(Data extracted from a collection)

··········

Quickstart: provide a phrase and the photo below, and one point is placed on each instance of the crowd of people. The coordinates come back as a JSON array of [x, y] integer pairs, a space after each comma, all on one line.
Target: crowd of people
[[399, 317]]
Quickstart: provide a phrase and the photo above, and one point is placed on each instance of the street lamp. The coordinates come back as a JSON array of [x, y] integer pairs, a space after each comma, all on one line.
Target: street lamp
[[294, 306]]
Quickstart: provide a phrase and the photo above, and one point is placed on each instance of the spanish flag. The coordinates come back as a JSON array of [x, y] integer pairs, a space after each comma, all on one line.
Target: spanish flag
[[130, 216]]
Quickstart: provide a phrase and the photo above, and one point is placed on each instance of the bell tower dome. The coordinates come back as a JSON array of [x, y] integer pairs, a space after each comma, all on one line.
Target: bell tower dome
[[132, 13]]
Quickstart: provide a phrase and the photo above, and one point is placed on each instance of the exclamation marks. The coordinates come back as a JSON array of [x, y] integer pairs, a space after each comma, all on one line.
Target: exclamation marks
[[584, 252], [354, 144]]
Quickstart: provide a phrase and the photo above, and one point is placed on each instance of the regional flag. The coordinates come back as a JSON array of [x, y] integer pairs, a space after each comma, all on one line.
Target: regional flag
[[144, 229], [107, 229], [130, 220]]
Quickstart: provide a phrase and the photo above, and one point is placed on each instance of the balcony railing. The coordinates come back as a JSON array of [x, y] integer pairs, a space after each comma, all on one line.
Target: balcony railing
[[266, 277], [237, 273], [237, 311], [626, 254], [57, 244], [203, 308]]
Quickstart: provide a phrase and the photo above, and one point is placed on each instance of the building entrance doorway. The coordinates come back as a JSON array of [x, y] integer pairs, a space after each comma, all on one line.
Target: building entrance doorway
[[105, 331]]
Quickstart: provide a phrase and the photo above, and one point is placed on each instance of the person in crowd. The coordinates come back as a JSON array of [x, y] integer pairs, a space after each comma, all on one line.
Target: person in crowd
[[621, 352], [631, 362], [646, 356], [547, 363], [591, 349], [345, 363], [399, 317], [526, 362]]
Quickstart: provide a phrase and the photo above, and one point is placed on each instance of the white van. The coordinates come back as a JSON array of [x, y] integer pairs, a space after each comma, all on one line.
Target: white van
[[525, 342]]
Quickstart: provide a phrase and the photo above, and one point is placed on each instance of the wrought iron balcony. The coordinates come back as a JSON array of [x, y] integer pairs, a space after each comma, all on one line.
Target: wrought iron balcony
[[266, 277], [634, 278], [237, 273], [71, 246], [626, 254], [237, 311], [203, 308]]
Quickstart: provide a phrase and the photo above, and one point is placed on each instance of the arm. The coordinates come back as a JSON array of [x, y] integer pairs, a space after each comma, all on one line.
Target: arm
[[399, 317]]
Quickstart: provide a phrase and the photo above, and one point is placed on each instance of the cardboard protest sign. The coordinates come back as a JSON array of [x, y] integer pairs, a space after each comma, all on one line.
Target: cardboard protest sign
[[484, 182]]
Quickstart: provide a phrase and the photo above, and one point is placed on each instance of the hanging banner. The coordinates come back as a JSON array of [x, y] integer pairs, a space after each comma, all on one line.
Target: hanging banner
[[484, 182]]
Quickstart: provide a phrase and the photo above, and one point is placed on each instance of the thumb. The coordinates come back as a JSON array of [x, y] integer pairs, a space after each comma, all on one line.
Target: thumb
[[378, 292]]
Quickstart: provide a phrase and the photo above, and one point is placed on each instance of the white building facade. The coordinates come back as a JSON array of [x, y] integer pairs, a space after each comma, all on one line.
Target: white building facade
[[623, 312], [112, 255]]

··········

-- WHAT YOU WILL DO --
Rename "Target" to "Object" throughout the listing above, keeping everything else the same.

-- EXERCISE SOLUTION --
Quickstart: provide a phrase and the photo below, and one point is placed on each instance of the crowd of people. The coordinates come back as a JSON array of [x, y] integer pairs, a space after each comma, all on one line.
Object: crowd of people
[[399, 317]]
Quickstart: provide a phrase and the photo above, and one point is placed on each instance of the street lamp. The coordinates come back as a JSON array of [x, y] integer pairs, a space after each comma, all on one line.
Object: street lamp
[[294, 306]]
Quickstart: provide a phrase and the photo above, and one point is placed on each instance of the spanish flag. The coordinates come back as a JSON array of [x, y] integer pairs, a space after each comma, all on one line.
Object: spanish flag
[[130, 216]]
Quickstart: provide a phrase and the photo above, and one point is placed on each instance of the bell tower dome. The coordinates come back as a JSON array of [x, y] integer pairs, a space after each comma, all on one line.
Object: bell tower dome
[[132, 13]]
Quickstart: provide a phrase and the photo above, and one point is placed on each instance of the exclamation marks. The coordinates come back as a JSON array of [x, y] integer pairs, a space after each comma, all on one line.
Object: exclamation marks
[[584, 252], [354, 144]]
Quickstart: provide a phrase and the photo above, and one point is placed on each instance of the regional flag. The coordinates come back as a JSON array of [x, y] integer pairs, a space after each comma, all on one line.
Object: regional flag
[[144, 229], [107, 229], [130, 220]]
Quickstart: provide a phrase and the photo above, and one point is placed on each instance of the balcony railing. The coordinates come back as a JSON array of [x, y] integer pairs, a space after each comma, all on one line.
Object: balcony railing
[[266, 277], [237, 273], [237, 311], [626, 254], [57, 244], [203, 308]]
Quickstart: provide a phrase and the photo above, and one point is placed on each instance of the building entrance doorway. The coordinates come back as a JSON array of [x, y] integer pairs, a space after each comma, all on one line.
Object: building entrance doorway
[[105, 331]]
Quickstart: provide a phrase and the photo above, and one point is placed on each instance of the person in crowd. The coordinates come back as a JSON array of [x, y] integer pairs, a space after each comma, all on one line.
Object: person in crowd
[[621, 352], [631, 362], [646, 356], [547, 363], [591, 349], [345, 363], [399, 317], [526, 362]]
Quickstart: provide a phrase and the photo above, and one point is placed on each instance of the white van. The coordinates come back as a JSON array of [x, y] integer pairs, a space after each comma, all on one line.
Object: white van
[[525, 342]]
Quickstart: provide a phrase and the photo above, and one point is placed on each instance of the wrought iron balcony. The coordinates come back as a JSON array of [x, y] integer pairs, a space after each comma, all on one line.
Object: wrought iron balcony
[[266, 277], [634, 278], [237, 273], [71, 246], [626, 254], [237, 311], [203, 308]]
Quickstart: provide a phrase and the photo above, and one point is placed on each instance of the arm. The coordinates come back as a JSON array of [x, y] integer pairs, a space after each comma, all on one line.
Object: arm
[[399, 317]]
Quickstart: provide a phrase and the photo above, and one point is placed on each instance of the cardboard protest sign. The coordinates come back as a JSON array of [x, y] integer pairs, a space after each comma, all on one line.
Object: cardboard protest sign
[[484, 182]]
Quickstart: provide a phrase and the photo above, and one point is placed on each instance of the hanging banner. The coordinates come back as a JSON array of [x, y] integer pairs, a space after each comma, all on one line.
Object: hanging banner
[[484, 182]]
Quickstart: provide a phrase and the photo above, and one point is placed on each instance of the thumb. The coordinates come back as a JSON array of [x, y] integer pairs, a space after each comma, all on one line.
Object: thumb
[[378, 292]]
Quickstart: provide a phrase and the photo above, and one point is placed on each instance of the white building facade. The coordinates come back as a JSON array of [x, y] integer pairs, a space after each comma, all on one line.
Object: white building facade
[[623, 312], [112, 255]]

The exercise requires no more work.